Task to carry out
Extract the entries in their exact form.
*** Task data
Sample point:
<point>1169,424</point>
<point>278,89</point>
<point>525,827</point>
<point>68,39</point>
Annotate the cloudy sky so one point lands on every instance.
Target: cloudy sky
******
Written response
Sample point:
<point>1169,424</point>
<point>278,89</point>
<point>525,827</point>
<point>68,39</point>
Annotate the cloudy sky so one point lands on every instance.
Target: cloudy sky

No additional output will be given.